> **Task instructions**
(1) In the essay about a partner's incarceration, list each item the writer sent in packages once he reached Rikers Island.
(2) Rewrite the essay about a partner's incarceration from "Let me let you" up to and including "happened to me.", swapping "secret" for "confession".
(3) Write the next part of the essay about a partner's incarceration, starting after its final sentence.

> **Excerpted text**
Let me let you in on a little secret: I’m selfish.

Except when it comes to the needs of my son and beloved, which seem to always climb ahead of my own.

I’ve never understood the plight of women who complained about losing themselves because they put themselves last until it happened to me.

When beloved first got locked up, it was like I lost a piece of myself. I was a week away from the birth of our son and I was an emotional wreck. When he made it to Rikers Island and could receive packages, I made sure he had EVERYTHING. I didn’t want him bargaining for the basics, soI sent clothes, underwear, shoes, books, magazines. I spent so much money that first year, it was crazy. Part of me felt guilty because I was free and he wasn’t, so I overdid it. I would stay at home, turn down invites from friends under the guise of not having a babysitter, but really, I felt that I shouldn’t be out enjoying myself when he couldn’t. I effectively put his needs (or my perception of his needs) before any and all of mine. Somewhere between being a mommy and providing for my family, I lost pieces of myself, just like all those women I couldn’t seem to understand. Slowly, but steadily, I became last on the list.

For the past two months beloved has been in the box—solitary—unable to make calls. His time in the SHU has also coincided with the new school year and the munchkin’s foray into preschool. Over the course of his years in prison, beloved has asked for less, aware of the growing financial responsibilities I shoulder, and my son has become more independent. The collision of these things have opened up a lot of free time, and allowed me time for reflection.

> **Dataset content**
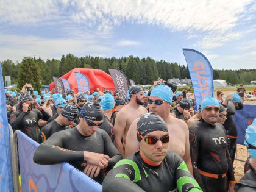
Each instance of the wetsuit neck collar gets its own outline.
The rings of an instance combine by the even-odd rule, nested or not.
[[[211,124],[208,123],[207,122],[206,122],[205,121],[204,121],[202,118],[201,118],[200,119],[200,121],[201,121],[202,123],[206,123],[207,124],[209,125],[209,126],[211,126],[211,127],[215,127],[215,126],[216,126],[216,124],[215,126],[213,126],[213,125],[212,125]]]
[[[142,155],[142,154],[140,152],[140,157],[141,157],[141,159],[143,160],[144,162],[145,162],[146,163],[147,163],[148,165],[151,165],[151,166],[158,166],[162,163],[162,161],[160,162],[159,163],[155,163],[155,162],[151,162],[151,161],[148,160],[147,158],[146,158],[145,157],[144,157]]]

> **Responses by task**
(1) clothes, underwear, shoes, books, magazines

(2)
Let me let you in on a little confession: I’m selfish.

Except when it comes to the needs of my son and beloved, which seem to always climb ahead of my own.

I’ve never understood the plight of women who complained about losing themselves because they put themselves last until it happened to me.

(3)
Instead of rushing from work to pick up the munchkin, I don’t pick him up until 5:30 (which he loves), which gives me time to decompress after a LONG day of dealing with other people’s kids. I’m able to work out (which I haven’t done yet, but soon!), veg out, or read. I love it. I feel so indulgent taking this time just for myself. It’s helping to keep me sane and not mistakenly heap the residual frustration I feel from teaching on his little shoulders. It’s definitely a win-win all the way around.

I started reflecting about putting myself first after seeing beloved this past Saturday. I haven’t seen or spoken to him since August (because of solitary), and I was worried. To ease my mind, I made a quick trip to see him. He was very happy to see me, and I was happy he was ok. During our short visit, he kept telling me that he wanted me to be happy and live life. He  reiterated that he wanted me to enjoy myself and that he loved me. I told him I do enjoy my life and that my love for him hasn’t changed, but is that the truth? Do I enjoy my life?

There are a lot of things I wish were different. Teaching is great, for someone, but not necessarily for me. I’d love to have a job that I look forward to each day, not one where I wish for summer break to hurry up.  I’d also love to travel. Everywhere. I’m going to be 30 next year and have only been out of the country once (& does Canada really count?). I have been thinking a lot about taking a trip for my birthday, but then guilt creeps in: Beloved can’t share it with me, so maybe I should wait?

But I realize that I can’t keep waiting. I can’t keep putting things on hold because he can’t share them with me. I know that when he does come home we can create new memories, but if I put everything on hold, myself included, I will come to resent this life and him.  I don’t want to fall victim to resentment and shoulda, woulda, couldas, so I’m putting myself at the top of the list.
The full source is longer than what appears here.